→ **Task instructions**
Look through the entries below and copy exactly the part that begins with the line containing "# set a point on each instance of the stone" and ends with the line containing "[[2, 384], [236, 423], [413, 141]]". Do not copy the pictures.

-- Material for this exercise follows --

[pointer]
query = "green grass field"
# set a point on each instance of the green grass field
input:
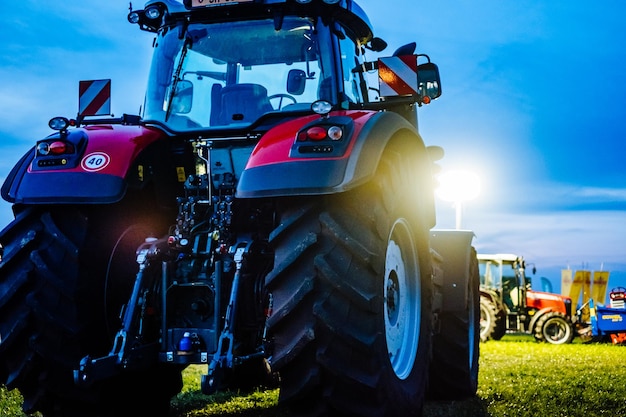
(518, 377)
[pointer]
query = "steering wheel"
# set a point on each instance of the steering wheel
(282, 96)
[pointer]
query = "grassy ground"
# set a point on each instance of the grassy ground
(517, 378)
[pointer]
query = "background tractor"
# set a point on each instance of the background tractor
(270, 215)
(509, 304)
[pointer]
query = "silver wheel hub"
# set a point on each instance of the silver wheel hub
(402, 291)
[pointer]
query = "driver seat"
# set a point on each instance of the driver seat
(243, 103)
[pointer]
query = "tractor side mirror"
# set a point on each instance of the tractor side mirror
(182, 100)
(428, 80)
(296, 81)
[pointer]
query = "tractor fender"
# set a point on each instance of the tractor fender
(537, 316)
(274, 170)
(453, 247)
(97, 172)
(492, 296)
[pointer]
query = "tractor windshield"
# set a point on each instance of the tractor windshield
(228, 75)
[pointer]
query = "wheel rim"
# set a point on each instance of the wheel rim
(485, 321)
(402, 291)
(556, 331)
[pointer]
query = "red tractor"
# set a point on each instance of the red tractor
(270, 215)
(508, 303)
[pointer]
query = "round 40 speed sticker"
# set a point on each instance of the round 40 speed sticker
(95, 161)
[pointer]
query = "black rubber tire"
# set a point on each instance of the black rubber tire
(52, 291)
(555, 328)
(331, 273)
(454, 366)
(488, 319)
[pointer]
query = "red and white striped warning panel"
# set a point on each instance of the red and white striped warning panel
(397, 75)
(94, 98)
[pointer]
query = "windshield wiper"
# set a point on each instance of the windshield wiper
(177, 77)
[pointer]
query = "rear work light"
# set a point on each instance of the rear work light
(318, 133)
(325, 138)
(56, 147)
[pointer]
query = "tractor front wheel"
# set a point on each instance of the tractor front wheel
(554, 328)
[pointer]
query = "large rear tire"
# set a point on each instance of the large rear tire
(351, 327)
(52, 314)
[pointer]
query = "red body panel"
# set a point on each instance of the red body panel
(540, 300)
(276, 144)
(111, 149)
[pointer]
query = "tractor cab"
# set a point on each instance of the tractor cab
(250, 64)
(506, 275)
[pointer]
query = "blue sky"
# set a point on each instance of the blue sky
(534, 103)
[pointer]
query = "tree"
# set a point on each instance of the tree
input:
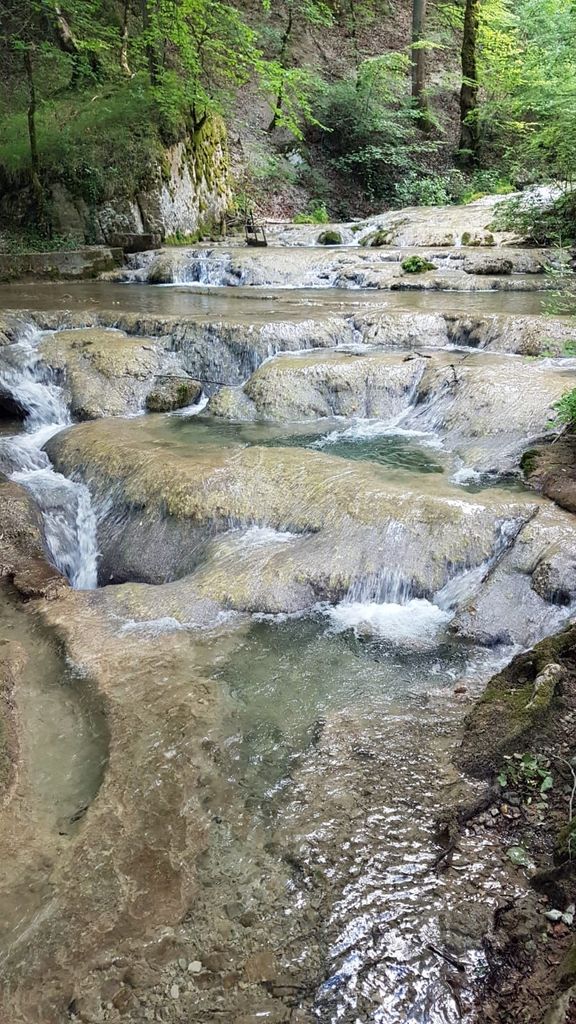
(469, 124)
(419, 56)
(298, 13)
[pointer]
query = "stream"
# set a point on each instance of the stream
(288, 615)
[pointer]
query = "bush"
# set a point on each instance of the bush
(416, 264)
(317, 214)
(551, 224)
(369, 127)
(330, 239)
(432, 189)
(566, 409)
(97, 148)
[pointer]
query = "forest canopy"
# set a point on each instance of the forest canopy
(92, 90)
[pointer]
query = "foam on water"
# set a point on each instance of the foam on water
(418, 621)
(68, 517)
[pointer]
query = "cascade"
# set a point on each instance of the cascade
(68, 517)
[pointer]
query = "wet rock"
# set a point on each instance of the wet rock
(106, 372)
(309, 387)
(172, 392)
(22, 551)
(516, 701)
(554, 580)
(488, 264)
(330, 237)
(260, 967)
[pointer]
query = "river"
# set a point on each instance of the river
(284, 598)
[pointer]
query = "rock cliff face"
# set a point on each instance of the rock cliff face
(189, 194)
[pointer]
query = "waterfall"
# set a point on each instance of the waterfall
(68, 518)
(208, 268)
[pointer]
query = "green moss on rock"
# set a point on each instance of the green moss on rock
(330, 238)
(416, 264)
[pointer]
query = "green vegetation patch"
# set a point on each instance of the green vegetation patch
(416, 264)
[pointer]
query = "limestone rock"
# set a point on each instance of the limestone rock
(491, 264)
(172, 392)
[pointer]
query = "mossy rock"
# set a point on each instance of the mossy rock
(516, 704)
(529, 461)
(376, 240)
(170, 393)
(330, 238)
(416, 264)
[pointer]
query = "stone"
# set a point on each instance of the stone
(132, 242)
(66, 264)
(260, 967)
(170, 393)
(330, 238)
(491, 264)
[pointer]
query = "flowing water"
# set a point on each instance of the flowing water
(334, 745)
(69, 521)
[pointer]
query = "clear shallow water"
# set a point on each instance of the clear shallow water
(69, 521)
(256, 305)
(342, 749)
(64, 745)
(367, 442)
(341, 723)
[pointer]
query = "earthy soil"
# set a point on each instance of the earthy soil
(532, 960)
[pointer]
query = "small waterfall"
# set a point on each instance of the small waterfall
(68, 517)
(208, 268)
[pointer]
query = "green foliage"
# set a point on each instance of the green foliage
(316, 214)
(428, 189)
(32, 242)
(528, 71)
(486, 182)
(96, 148)
(530, 773)
(369, 125)
(552, 224)
(416, 264)
(566, 409)
(330, 238)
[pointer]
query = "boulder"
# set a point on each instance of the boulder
(172, 392)
(132, 242)
(489, 264)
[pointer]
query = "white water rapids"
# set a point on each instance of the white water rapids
(68, 518)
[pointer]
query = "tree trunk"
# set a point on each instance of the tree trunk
(469, 128)
(418, 56)
(281, 58)
(151, 53)
(37, 188)
(124, 44)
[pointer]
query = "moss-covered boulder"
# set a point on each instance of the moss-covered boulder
(416, 264)
(330, 238)
(172, 392)
(517, 701)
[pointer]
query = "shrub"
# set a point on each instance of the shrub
(416, 264)
(330, 239)
(369, 128)
(316, 214)
(553, 223)
(566, 409)
(432, 189)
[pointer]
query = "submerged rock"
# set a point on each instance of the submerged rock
(22, 550)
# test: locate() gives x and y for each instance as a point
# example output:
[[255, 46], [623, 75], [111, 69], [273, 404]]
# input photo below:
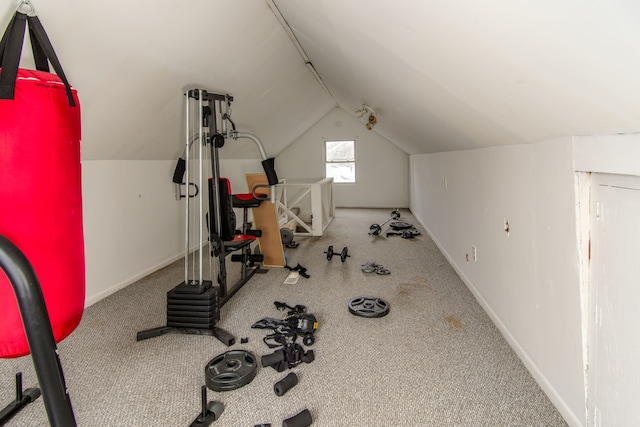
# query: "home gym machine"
[[193, 307]]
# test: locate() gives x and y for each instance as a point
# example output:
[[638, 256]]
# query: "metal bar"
[[39, 333], [186, 196], [201, 181]]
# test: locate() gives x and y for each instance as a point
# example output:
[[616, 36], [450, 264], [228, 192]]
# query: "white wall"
[[132, 222], [527, 280], [382, 169]]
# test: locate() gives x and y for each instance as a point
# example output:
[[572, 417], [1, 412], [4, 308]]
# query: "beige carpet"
[[435, 360]]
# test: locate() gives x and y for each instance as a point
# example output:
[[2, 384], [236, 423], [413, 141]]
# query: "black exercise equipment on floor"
[[376, 229], [23, 398], [230, 370], [37, 326], [285, 384], [368, 307], [193, 306], [344, 254], [210, 412], [301, 419]]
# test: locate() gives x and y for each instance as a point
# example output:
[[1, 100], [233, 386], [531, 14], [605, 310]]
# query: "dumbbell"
[[343, 255], [376, 229]]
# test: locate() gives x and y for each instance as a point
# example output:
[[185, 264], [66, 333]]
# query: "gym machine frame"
[[193, 307]]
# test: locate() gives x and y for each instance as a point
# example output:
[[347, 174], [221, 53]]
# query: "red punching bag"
[[40, 183]]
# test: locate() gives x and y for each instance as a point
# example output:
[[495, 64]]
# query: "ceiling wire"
[[296, 43]]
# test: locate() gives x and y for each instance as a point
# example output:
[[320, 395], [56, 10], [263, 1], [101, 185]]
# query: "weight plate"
[[329, 252], [400, 225], [368, 307], [230, 370], [286, 235]]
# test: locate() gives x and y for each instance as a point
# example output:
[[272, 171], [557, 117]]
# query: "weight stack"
[[186, 309]]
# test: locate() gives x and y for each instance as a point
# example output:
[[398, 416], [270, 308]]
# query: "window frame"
[[354, 161]]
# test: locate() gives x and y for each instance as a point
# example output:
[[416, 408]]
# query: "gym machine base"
[[193, 307]]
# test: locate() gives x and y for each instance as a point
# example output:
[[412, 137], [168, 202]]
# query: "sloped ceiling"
[[449, 75], [131, 62], [442, 75]]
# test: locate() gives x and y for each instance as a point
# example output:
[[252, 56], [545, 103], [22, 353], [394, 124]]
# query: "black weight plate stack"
[[230, 370], [368, 307], [192, 310]]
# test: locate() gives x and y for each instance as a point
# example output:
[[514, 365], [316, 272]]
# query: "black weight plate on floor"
[[230, 370], [400, 225], [368, 307]]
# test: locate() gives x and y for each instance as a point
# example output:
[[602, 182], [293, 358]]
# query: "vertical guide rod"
[[186, 196], [201, 183]]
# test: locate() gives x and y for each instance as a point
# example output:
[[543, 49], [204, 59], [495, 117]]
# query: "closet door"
[[614, 347]]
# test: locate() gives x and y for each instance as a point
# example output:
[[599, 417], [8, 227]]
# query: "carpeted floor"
[[435, 360]]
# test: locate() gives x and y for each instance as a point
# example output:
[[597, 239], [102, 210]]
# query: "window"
[[340, 157]]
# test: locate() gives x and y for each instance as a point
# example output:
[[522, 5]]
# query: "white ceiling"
[[442, 75]]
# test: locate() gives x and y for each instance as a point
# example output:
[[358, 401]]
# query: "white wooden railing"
[[315, 198]]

-- Material for this exercise concluded --

→ **Solution below**
# set a point on each instance of the stone
(132, 242)
(66, 264)
(260, 967)
(170, 393)
(330, 238)
(491, 264)
[pointer]
query = "flowing water"
# set a point on each instance of the flowing water
(334, 745)
(69, 521)
[pointer]
query = "clear shallow water"
# set a point on each instance of the clear shallow water
(69, 521)
(256, 305)
(342, 749)
(64, 745)
(367, 442)
(341, 723)
[pointer]
query = "earthy soil"
# set a point on each instance of the earthy soil
(532, 960)
[pointer]
query = "small waterfall"
# set a point on each instance of the small waterfall
(68, 517)
(208, 268)
[pointer]
query = "green foliage"
# set a point on each instance of the green foliage
(316, 214)
(428, 189)
(32, 242)
(528, 71)
(486, 182)
(96, 148)
(530, 773)
(369, 125)
(552, 224)
(416, 264)
(566, 409)
(330, 238)
[pointer]
query = "boulder"
# set a point on each instance of the boulder
(172, 392)
(132, 242)
(489, 264)
[pointer]
query = "white water rapids"
# set a point on each instance of the white water rapids
(68, 518)
[pointer]
query = "tree trunk"
# set a point on each instance of the tree trunk
(469, 128)
(418, 56)
(281, 58)
(151, 53)
(37, 188)
(124, 44)
[pointer]
query = "moss-covered boulder"
# set a point on each instance of the moss-covered boulder
(416, 264)
(330, 238)
(172, 392)
(517, 701)
[pointer]
query = "shrub"
# set a point on each instance of the shrub
(416, 264)
(330, 239)
(369, 128)
(316, 214)
(553, 223)
(566, 409)
(432, 189)
[pointer]
query = "submerged rock"
# set a point on each instance of the submerged rock
(22, 550)
# test: locate() gives x and y for each instance as a point
# example output:
[[255, 46], [623, 75], [111, 69], [273, 404]]
# input photo below:
# query: "home gym machine"
[[193, 307]]
# test: locate() gives x and y for each instance as a point
# example output:
[[638, 256]]
# query: "metal bar"
[[39, 333], [186, 196], [201, 181]]
# test: locate() gives x and y for each instance as a point
# example output:
[[616, 36], [450, 264], [228, 192]]
# query: "white wall"
[[132, 222], [527, 280], [382, 169]]
# test: locate() gives x and y for each instance as a point
# example output:
[[572, 417], [1, 412], [4, 308]]
# query: "beige carpet"
[[435, 360]]
# test: locate() gives x and y for each instance as a point
# example output:
[[2, 384], [236, 423], [413, 141]]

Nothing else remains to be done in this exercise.